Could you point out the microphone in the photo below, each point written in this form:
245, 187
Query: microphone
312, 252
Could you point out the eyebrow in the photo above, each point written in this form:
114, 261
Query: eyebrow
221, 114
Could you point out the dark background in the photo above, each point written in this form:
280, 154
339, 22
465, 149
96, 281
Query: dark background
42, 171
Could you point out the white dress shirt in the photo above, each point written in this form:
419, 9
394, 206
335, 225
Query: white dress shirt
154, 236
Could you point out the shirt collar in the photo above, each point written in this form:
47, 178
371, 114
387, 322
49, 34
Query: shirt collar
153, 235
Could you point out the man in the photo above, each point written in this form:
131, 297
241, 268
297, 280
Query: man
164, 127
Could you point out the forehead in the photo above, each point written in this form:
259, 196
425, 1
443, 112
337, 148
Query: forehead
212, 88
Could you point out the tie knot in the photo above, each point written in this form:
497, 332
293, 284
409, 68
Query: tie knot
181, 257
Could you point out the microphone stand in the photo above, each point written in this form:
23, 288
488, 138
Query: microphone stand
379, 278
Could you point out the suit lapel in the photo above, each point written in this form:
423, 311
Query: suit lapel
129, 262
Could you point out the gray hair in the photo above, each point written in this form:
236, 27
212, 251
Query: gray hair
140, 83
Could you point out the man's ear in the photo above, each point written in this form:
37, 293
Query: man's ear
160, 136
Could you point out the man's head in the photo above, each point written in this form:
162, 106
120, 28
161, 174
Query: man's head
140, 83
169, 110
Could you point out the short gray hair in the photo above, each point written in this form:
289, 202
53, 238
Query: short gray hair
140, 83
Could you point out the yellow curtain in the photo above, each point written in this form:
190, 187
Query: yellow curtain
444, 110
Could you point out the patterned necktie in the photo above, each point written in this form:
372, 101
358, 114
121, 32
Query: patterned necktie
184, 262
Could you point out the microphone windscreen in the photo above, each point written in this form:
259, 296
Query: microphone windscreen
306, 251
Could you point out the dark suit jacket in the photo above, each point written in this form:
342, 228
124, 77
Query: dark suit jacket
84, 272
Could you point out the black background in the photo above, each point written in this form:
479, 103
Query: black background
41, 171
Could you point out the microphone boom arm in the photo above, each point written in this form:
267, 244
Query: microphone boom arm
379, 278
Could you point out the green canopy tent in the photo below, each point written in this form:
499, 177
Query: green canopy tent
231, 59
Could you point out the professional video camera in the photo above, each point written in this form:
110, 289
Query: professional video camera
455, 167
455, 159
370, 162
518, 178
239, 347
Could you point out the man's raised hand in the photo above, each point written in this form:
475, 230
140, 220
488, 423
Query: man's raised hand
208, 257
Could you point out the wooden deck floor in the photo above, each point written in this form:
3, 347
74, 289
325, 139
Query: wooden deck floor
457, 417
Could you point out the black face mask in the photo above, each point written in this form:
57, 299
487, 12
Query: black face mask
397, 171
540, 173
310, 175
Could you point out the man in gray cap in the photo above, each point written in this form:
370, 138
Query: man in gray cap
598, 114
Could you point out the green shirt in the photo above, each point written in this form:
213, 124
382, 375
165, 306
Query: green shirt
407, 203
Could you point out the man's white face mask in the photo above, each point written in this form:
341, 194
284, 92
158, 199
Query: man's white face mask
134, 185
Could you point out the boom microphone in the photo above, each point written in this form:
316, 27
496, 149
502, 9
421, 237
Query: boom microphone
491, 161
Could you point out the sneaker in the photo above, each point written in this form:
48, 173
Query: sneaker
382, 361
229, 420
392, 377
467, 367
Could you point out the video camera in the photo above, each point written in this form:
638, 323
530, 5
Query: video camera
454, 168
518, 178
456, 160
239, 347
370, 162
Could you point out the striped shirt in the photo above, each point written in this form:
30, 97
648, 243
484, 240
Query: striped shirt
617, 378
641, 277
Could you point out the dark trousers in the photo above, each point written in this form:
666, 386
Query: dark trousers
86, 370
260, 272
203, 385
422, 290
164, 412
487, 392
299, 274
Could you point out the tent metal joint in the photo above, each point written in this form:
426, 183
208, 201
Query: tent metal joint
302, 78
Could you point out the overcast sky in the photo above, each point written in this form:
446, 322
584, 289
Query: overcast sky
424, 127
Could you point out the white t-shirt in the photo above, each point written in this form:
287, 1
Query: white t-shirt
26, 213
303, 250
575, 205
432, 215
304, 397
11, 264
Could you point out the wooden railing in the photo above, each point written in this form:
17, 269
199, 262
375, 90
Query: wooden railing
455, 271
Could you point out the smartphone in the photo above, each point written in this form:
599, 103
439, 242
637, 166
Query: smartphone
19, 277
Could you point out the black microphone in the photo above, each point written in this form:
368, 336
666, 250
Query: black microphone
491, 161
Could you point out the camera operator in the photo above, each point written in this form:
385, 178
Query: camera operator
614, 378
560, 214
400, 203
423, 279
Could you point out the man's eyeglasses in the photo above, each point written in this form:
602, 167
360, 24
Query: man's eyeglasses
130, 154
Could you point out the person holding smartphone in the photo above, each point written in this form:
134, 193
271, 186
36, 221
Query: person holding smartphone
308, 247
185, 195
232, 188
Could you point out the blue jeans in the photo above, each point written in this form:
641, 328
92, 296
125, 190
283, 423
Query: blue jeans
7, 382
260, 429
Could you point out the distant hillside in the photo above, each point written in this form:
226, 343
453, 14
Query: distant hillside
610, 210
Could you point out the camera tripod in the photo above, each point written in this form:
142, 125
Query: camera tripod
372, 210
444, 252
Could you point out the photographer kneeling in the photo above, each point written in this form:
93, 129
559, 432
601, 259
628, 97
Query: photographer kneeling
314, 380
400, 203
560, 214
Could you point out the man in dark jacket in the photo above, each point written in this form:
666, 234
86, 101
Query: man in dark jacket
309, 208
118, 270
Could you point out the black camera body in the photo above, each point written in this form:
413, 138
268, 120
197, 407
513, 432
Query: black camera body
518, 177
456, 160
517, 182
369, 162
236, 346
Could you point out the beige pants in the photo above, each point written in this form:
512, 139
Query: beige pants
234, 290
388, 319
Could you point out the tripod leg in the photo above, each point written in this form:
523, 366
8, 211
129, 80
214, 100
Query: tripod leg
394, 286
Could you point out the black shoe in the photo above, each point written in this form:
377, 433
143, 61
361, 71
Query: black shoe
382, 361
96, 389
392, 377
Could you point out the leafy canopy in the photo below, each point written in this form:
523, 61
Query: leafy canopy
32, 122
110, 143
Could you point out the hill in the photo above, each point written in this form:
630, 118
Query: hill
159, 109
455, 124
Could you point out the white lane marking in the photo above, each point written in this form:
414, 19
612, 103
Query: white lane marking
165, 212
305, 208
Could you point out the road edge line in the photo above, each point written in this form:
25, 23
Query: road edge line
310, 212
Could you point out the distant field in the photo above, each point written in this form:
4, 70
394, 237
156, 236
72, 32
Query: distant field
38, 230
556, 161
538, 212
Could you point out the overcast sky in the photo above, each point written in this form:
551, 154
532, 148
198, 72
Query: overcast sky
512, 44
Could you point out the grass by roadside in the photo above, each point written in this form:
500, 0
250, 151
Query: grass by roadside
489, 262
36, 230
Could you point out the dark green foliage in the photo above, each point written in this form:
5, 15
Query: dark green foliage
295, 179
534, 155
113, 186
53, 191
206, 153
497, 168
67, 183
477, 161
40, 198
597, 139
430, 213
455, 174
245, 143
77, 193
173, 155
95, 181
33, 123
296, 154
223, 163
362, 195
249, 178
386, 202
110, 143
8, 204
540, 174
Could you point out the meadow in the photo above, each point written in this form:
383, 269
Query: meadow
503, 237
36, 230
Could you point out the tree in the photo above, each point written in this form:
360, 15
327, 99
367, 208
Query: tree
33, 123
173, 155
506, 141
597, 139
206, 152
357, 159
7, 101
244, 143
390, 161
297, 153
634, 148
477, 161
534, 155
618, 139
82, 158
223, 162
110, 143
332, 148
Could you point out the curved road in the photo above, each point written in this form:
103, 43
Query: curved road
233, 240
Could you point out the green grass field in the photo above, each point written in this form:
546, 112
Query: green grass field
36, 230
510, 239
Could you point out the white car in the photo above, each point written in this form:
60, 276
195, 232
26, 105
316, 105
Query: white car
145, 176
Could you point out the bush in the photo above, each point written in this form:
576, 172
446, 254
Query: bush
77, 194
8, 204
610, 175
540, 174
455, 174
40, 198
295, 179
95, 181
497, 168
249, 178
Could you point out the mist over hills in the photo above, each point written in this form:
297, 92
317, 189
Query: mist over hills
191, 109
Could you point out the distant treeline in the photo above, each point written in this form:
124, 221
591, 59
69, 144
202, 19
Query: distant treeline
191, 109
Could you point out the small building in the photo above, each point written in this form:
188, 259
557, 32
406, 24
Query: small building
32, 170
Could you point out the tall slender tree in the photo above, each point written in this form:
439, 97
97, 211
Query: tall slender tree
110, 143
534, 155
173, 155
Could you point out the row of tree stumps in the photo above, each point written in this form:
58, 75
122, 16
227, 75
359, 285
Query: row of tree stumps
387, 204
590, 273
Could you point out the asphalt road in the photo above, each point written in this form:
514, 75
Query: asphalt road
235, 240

━━━━━━━━

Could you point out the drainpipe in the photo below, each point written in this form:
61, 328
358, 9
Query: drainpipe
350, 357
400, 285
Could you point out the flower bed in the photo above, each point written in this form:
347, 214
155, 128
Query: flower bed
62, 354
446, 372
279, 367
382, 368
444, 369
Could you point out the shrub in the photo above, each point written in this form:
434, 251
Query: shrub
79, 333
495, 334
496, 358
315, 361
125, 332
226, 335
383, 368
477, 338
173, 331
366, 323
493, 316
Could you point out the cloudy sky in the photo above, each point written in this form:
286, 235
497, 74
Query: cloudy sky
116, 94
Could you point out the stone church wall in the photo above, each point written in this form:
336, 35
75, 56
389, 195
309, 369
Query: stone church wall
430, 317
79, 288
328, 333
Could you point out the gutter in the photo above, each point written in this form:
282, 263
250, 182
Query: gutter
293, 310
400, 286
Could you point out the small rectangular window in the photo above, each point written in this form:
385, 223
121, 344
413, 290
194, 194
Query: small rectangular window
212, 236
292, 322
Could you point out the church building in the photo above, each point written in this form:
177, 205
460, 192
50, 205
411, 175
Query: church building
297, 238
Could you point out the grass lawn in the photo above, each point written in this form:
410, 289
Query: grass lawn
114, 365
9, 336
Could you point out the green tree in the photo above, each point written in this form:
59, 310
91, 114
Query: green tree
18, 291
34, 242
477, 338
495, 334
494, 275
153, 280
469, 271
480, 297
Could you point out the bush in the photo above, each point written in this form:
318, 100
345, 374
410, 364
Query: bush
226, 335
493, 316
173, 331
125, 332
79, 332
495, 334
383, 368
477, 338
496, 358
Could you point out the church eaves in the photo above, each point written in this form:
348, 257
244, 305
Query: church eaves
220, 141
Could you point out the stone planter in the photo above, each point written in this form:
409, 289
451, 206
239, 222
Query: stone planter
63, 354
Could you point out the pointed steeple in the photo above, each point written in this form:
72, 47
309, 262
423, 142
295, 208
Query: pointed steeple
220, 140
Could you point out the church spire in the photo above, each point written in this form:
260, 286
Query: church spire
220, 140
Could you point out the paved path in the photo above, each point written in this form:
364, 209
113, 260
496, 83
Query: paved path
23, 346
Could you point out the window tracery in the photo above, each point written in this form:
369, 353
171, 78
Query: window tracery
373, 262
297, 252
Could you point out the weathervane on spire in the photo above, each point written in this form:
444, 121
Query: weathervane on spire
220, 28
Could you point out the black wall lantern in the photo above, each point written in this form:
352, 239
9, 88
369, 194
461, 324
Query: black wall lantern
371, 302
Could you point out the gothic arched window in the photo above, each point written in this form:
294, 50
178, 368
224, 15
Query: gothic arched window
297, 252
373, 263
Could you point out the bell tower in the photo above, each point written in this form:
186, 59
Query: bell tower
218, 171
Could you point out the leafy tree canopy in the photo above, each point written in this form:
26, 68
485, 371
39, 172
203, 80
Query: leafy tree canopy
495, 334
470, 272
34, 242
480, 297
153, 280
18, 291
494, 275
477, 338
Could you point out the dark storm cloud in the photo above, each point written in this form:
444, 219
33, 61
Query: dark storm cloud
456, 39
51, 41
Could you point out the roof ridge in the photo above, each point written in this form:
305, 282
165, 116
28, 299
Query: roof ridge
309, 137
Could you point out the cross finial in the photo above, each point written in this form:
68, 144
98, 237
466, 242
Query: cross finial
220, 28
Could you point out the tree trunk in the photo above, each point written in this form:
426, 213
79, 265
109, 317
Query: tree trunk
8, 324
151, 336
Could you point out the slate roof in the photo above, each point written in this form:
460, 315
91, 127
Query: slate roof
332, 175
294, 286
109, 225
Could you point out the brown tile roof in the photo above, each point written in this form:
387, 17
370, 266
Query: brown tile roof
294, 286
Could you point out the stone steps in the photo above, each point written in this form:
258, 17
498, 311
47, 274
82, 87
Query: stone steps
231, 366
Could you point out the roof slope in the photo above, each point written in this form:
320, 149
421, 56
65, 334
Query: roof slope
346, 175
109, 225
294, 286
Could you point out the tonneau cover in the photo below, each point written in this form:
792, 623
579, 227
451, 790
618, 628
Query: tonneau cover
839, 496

━━━━━━━━

Report every line of the records above that contains the string "photographer", treating uppercase and lowercase as distinct.

• **OUTPUT FOR THIS EXERCISE**
Could you point out the photographer kneeling in the photo above, each point written in this form:
Query: photographer kneeling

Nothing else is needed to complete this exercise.